## Your instructions
Find the line containing "[point] every instance of the shadow" in the material below; copy that line and all following lines exactly.

## Dataset items
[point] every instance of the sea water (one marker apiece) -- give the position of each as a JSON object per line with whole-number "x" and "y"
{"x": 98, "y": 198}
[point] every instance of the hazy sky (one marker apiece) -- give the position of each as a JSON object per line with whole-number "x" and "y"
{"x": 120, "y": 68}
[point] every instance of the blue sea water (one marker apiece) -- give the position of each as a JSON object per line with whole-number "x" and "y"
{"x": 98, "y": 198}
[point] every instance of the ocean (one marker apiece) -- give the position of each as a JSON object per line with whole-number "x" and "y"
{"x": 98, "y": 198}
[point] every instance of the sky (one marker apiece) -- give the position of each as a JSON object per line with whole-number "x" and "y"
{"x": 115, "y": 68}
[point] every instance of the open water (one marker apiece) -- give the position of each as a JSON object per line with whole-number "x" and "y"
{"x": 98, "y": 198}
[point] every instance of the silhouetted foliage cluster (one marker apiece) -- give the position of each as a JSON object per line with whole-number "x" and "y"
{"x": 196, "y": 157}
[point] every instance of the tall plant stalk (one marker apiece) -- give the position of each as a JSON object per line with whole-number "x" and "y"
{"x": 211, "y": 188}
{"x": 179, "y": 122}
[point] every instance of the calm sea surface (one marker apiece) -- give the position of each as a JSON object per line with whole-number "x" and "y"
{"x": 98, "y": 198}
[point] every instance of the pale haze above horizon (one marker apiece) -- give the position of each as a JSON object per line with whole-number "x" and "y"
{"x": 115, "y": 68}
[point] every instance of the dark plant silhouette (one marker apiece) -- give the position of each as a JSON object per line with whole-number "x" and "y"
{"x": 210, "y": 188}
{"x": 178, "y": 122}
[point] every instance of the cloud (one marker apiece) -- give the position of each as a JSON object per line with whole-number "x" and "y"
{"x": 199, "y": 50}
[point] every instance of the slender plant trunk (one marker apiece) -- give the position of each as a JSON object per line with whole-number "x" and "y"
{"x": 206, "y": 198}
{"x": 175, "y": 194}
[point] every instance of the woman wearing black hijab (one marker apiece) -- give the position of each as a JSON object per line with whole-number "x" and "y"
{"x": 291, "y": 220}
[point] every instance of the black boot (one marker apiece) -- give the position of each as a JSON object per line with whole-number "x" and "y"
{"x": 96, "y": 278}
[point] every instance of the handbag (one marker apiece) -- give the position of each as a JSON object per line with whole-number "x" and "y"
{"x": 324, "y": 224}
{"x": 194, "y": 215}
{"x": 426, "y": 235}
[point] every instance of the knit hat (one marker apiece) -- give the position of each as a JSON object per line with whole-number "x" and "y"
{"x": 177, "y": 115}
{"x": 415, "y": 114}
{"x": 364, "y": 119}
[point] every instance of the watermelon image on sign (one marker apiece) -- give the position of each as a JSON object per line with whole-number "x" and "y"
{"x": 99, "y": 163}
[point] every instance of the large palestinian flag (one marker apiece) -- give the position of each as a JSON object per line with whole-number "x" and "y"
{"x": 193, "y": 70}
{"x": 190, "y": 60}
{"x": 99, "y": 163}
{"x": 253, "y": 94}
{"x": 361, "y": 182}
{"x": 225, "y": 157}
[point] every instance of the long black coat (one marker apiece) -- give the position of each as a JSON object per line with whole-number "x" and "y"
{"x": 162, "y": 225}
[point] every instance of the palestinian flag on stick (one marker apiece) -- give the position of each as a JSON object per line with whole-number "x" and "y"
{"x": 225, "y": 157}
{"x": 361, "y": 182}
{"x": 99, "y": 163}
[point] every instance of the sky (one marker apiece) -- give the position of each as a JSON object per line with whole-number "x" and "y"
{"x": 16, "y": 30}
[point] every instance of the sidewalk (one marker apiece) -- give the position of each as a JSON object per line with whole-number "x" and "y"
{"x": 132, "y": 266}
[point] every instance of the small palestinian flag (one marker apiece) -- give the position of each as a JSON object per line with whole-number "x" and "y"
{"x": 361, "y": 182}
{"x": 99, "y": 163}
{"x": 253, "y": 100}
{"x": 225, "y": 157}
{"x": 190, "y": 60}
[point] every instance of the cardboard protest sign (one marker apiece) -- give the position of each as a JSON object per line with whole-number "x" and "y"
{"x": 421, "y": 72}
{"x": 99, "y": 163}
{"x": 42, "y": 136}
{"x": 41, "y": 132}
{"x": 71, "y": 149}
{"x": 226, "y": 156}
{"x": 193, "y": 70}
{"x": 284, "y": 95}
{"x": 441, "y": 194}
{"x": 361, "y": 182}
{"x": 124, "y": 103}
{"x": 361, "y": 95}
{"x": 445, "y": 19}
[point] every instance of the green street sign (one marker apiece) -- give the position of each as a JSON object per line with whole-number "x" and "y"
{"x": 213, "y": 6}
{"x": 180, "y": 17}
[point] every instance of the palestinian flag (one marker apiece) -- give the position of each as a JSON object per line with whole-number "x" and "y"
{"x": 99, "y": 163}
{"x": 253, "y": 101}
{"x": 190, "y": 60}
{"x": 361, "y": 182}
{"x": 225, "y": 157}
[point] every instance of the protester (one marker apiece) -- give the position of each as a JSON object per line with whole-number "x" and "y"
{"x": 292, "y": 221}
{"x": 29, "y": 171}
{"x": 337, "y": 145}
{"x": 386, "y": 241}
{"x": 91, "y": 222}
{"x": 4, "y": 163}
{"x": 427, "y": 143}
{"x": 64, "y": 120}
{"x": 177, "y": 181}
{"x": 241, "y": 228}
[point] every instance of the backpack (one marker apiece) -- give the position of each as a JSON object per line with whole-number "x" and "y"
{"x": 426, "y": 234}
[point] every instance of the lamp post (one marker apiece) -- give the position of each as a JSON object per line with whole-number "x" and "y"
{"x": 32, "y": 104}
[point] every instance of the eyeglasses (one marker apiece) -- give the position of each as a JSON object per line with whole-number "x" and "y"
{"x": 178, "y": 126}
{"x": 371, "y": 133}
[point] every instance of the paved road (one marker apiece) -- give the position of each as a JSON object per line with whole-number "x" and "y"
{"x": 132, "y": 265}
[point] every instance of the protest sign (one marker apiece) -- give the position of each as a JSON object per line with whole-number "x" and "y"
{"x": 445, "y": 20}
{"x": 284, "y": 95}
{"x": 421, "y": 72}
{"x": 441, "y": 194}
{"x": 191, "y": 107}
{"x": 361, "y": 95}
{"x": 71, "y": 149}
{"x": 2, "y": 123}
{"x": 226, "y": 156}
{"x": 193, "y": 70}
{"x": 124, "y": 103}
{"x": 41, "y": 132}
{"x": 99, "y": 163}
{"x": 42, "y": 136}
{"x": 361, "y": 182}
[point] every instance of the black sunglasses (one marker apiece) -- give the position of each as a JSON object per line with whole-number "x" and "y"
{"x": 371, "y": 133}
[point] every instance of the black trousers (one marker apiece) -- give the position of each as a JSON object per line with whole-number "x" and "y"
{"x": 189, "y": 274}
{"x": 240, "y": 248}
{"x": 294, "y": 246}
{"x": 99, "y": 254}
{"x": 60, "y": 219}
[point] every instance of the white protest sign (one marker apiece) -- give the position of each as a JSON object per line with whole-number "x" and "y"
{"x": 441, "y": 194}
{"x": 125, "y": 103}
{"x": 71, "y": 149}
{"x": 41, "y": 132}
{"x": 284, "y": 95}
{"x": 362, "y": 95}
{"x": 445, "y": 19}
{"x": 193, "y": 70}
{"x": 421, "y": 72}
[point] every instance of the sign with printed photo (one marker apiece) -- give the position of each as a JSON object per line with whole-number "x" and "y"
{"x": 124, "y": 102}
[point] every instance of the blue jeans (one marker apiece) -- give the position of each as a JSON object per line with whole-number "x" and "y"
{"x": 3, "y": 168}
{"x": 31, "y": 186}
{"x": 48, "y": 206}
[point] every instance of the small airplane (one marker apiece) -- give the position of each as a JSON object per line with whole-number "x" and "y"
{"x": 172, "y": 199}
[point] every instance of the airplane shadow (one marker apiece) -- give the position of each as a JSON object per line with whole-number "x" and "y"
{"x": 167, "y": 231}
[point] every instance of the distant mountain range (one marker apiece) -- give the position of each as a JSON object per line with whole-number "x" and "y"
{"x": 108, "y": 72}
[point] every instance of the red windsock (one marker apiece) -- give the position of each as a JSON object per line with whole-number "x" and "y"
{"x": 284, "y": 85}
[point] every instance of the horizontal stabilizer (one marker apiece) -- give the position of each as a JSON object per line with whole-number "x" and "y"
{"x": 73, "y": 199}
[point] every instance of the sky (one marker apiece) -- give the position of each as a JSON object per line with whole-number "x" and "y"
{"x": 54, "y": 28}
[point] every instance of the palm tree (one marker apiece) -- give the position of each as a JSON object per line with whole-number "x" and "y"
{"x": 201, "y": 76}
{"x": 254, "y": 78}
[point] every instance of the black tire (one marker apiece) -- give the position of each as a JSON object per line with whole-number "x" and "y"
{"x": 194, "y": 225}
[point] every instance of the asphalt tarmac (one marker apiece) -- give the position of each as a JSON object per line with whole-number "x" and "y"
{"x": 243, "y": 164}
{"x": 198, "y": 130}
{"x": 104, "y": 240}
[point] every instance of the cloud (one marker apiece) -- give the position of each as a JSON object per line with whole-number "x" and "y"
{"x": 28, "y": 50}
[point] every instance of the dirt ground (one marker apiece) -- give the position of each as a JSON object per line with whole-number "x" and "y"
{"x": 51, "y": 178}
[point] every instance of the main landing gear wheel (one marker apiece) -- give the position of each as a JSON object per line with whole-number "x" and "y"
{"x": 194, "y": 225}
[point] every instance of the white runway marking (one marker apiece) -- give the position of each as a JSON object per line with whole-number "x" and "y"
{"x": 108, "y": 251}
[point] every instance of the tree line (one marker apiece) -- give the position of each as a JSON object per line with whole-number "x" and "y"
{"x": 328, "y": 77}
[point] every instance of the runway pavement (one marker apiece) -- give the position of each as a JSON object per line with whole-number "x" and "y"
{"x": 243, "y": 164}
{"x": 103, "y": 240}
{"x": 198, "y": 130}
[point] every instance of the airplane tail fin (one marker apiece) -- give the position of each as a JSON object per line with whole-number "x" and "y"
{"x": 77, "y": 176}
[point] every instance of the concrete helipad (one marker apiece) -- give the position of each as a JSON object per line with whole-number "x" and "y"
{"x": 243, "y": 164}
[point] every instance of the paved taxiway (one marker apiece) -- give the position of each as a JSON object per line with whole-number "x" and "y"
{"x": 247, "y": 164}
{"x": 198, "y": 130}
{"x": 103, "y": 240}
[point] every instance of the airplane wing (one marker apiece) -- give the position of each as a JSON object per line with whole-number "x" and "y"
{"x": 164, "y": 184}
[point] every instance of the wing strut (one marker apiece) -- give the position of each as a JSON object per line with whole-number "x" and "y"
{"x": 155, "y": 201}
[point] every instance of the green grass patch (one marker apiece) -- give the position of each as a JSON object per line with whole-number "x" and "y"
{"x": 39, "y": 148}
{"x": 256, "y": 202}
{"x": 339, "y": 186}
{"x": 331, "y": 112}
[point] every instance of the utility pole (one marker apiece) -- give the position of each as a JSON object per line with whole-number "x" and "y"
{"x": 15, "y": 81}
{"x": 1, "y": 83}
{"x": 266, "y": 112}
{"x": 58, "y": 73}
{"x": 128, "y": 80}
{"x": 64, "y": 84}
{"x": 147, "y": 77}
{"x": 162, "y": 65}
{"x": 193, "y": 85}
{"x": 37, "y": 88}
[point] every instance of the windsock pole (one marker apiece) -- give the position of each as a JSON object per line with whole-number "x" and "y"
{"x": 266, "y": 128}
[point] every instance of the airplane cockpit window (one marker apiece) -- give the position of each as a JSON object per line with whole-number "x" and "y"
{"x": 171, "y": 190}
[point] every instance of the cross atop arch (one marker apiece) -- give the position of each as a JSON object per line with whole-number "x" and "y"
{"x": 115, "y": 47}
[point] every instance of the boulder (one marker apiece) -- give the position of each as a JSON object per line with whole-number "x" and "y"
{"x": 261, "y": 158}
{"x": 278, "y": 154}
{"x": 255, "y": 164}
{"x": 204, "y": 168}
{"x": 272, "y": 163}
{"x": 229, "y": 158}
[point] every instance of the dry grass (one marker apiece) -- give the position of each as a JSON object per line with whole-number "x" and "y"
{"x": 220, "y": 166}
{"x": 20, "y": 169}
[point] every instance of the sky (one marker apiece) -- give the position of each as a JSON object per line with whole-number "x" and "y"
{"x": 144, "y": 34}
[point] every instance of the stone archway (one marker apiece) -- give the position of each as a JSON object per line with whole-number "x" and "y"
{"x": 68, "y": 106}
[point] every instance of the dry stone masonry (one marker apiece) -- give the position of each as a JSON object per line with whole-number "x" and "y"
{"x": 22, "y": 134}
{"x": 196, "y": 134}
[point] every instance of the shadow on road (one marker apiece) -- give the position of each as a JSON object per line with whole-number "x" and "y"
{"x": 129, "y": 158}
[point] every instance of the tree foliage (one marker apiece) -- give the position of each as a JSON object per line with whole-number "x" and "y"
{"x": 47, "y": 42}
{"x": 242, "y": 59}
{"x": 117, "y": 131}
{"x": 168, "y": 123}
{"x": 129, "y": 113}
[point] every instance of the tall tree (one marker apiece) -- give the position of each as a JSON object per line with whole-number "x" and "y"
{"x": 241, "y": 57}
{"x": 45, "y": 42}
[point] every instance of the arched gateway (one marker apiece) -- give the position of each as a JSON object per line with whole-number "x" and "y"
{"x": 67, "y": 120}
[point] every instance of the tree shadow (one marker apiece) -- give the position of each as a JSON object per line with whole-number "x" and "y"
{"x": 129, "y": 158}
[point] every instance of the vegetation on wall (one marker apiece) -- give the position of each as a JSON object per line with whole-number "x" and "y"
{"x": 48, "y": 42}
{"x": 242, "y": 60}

## Written response
[point] every instance of the shadow on road (one marker apiece) -- give the position of each as a JSON object per line with whole-number "x" and "y"
{"x": 129, "y": 158}
[point] every instance of the tree foliage (one marker apiece) -- give the position of each as a JSON object per line with whole-number "x" and "y"
{"x": 47, "y": 42}
{"x": 242, "y": 59}
{"x": 117, "y": 131}
{"x": 168, "y": 123}
{"x": 129, "y": 113}
[point] every instance of the tall tree (one marker apiece) -- give the position of each as a JSON object per line with whole-number "x" and "y"
{"x": 241, "y": 57}
{"x": 45, "y": 42}
[point] every instance of the arched gateway (one marker apiece) -- give the position of each as a JSON object per line with whole-number "x" and "y"
{"x": 67, "y": 120}
[point] every instance of the tree shadow (one marker apiece) -- give the position of each as a JSON object per line with whole-number "x" and "y"
{"x": 129, "y": 158}
[point] every instance of the vegetation on wall (one marker apiece) -- give the position of each as a JSON object per line with whole-number "x" and "y"
{"x": 48, "y": 42}
{"x": 242, "y": 60}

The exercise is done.